== Texto de lectura ==
La portada sobrevivió al incendio, y durante muchos años fue una venerable ruina, hasta que el peligro de derrumbamiento obligó a desmontarla. Recientemente se emprendió su feliz reconstrucción, tal como hoy puede admirarla el viajero. Es un vano de medio punto flanqueado por dobles columnas, sobre el que se alza una apilastrada hornacina con la estatua de San Pedro Mártir de Verona, patrón de la villa. A ambos lados de la hornacina figuran los escudos de los constructores, la Orden de Predicadores y los Fernández de Córdoba.

Formando ángulo con la portada se ha recuperado también un antiguo y curioso mausoleo de piedra, presidido por un calvario que efigia al Crucificado flanqueado por dos frailes dominicos arrodillados.

== Información proporcionada ==
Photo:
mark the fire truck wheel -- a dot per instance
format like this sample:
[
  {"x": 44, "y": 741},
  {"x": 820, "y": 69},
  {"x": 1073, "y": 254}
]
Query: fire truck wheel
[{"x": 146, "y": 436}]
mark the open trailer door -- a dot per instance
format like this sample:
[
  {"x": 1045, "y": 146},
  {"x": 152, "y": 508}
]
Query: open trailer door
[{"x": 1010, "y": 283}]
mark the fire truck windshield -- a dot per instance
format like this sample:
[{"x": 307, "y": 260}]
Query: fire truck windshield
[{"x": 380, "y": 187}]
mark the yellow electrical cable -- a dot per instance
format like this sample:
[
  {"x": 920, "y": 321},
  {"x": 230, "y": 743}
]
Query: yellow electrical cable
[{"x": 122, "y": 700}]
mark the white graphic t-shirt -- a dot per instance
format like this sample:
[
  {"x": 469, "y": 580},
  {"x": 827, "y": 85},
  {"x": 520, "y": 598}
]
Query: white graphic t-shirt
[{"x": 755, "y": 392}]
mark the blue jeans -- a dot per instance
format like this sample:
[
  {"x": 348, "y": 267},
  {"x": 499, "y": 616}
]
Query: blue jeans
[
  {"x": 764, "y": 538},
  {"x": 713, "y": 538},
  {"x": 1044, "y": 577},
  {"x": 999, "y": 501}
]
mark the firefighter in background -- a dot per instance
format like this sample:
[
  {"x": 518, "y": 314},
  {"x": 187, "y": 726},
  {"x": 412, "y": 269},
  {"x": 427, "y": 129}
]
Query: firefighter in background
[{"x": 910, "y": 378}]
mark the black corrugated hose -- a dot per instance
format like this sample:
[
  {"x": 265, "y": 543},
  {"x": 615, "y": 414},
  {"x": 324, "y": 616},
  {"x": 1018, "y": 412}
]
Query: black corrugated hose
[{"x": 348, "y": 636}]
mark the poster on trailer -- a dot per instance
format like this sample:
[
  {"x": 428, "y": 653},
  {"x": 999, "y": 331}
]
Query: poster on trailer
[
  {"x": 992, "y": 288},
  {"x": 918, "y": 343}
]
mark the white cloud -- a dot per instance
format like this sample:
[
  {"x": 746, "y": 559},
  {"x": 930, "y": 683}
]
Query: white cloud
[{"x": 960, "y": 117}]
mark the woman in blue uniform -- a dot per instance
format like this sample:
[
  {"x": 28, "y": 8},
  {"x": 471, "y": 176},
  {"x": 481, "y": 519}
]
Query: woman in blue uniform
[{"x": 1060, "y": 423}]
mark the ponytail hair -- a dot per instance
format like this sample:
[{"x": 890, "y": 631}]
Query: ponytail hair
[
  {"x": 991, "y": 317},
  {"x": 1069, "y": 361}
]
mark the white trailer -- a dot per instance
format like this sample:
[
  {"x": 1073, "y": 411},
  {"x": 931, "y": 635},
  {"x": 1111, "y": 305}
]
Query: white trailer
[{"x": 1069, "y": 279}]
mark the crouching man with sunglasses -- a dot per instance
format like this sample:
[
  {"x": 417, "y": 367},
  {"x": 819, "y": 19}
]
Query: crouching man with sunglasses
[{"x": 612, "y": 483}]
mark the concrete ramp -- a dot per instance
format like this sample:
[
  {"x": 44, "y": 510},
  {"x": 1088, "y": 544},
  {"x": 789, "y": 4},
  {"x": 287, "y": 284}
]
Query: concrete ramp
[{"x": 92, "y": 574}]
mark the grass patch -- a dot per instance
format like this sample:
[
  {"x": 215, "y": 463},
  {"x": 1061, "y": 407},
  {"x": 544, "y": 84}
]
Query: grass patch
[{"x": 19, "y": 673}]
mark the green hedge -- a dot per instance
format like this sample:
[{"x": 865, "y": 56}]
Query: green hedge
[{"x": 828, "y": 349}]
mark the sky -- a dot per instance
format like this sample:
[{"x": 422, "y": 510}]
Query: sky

== Enunciado ==
Según el texto sobre la portada, ¿a quién representa la estatua de la hornacina?

== Respuesta completa ==
A San Pedro Mártir de Verona, patrón de la villa.